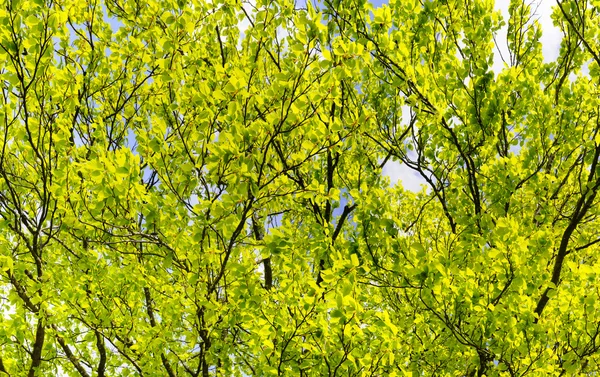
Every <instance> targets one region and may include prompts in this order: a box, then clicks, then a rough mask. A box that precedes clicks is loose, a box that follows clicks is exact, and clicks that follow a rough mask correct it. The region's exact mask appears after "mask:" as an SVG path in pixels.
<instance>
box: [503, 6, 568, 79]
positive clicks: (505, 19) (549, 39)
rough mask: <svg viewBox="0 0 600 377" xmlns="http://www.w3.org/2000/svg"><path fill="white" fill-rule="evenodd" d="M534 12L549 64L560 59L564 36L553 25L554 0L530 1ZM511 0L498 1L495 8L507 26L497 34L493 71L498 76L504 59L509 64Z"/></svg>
mask: <svg viewBox="0 0 600 377" xmlns="http://www.w3.org/2000/svg"><path fill="white" fill-rule="evenodd" d="M529 4H530V6H531V9H532V11H533V12H534V18H535V19H537V20H538V22H539V24H540V26H541V27H542V37H541V38H540V42H541V43H542V54H543V56H544V62H546V63H549V62H552V61H554V60H556V58H558V54H559V50H560V42H561V40H562V37H563V34H562V32H561V30H560V28H558V27H556V26H554V24H553V23H552V19H551V17H550V16H551V15H552V12H553V9H552V7H553V6H554V5H555V4H556V3H555V1H554V0H530V2H529ZM509 5H510V0H496V2H495V6H494V7H495V8H496V10H498V11H500V12H501V13H502V18H503V19H504V22H505V25H504V26H503V27H502V28H501V29H500V30H499V31H498V32H497V34H496V51H495V53H496V55H495V56H494V65H493V67H492V70H493V71H494V72H495V73H496V74H498V73H499V72H500V71H501V70H502V69H503V68H504V61H503V60H502V59H504V60H505V61H506V63H509V53H508V44H507V38H506V33H507V32H508V19H509V13H508V7H509Z"/></svg>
····················
WORK REQUEST —
Copy the records above line for line, without changing anything, and leave out the pictures.

RESULT OF THIS TASK —
Every <instance> targets one region and may include prompts in this order: a box, then clicks, then a rough mask. A box that precedes clicks is loose, a box that follows clicks is exact, and clicks that follow a rough mask correct it. The region's exact mask appears after "mask:" as an SVG path in pixels.
<instance>
box: [503, 6, 568, 79]
positive clicks: (505, 19) (549, 39)
rough mask: <svg viewBox="0 0 600 377" xmlns="http://www.w3.org/2000/svg"><path fill="white" fill-rule="evenodd" d="M534 12L549 64L560 59L564 36L553 25L554 0L530 1ZM511 0L498 1L495 8L507 26L497 34L493 71L498 76L504 59L509 64Z"/></svg>
mask: <svg viewBox="0 0 600 377" xmlns="http://www.w3.org/2000/svg"><path fill="white" fill-rule="evenodd" d="M529 4H530V6H531V9H532V11H533V12H534V18H535V19H537V20H538V22H539V24H540V26H541V27H542V37H541V38H540V42H541V43H542V54H543V56H544V62H546V63H549V62H552V61H554V60H556V58H558V54H559V50H560V42H561V40H562V37H563V34H562V32H561V30H560V28H558V27H556V26H554V24H553V23H552V19H551V17H550V16H551V15H552V12H553V9H552V7H553V6H554V5H555V4H556V3H555V1H554V0H530V2H529ZM509 5H510V0H496V2H495V6H494V7H495V8H496V10H498V11H500V12H501V13H502V18H503V19H504V22H505V25H504V26H503V27H502V28H501V29H500V30H499V31H498V32H497V34H496V51H495V53H496V55H495V56H494V65H493V67H492V70H493V71H494V72H495V73H496V74H498V73H499V72H500V71H501V70H502V69H503V68H504V61H503V60H502V59H504V60H505V61H506V63H509V53H508V44H507V38H506V33H507V32H508V19H509V13H508V7H509Z"/></svg>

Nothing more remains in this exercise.